= Dataset entries =
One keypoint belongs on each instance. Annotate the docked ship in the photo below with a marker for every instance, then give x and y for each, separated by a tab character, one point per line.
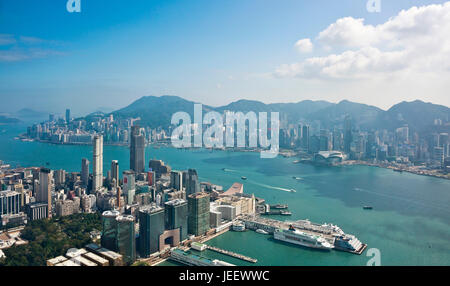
349	243
279	207
238	226
295	236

= Exercise details =
Return each entry above unchanged. Leave the pictures out.

= Task response =
One keypoint belongs on each instance. Annotate the docked ship in the photo below with a marker for every instance, then give x and y for each, separated by a tab character, one point per line.
349	243
279	207
238	226
295	236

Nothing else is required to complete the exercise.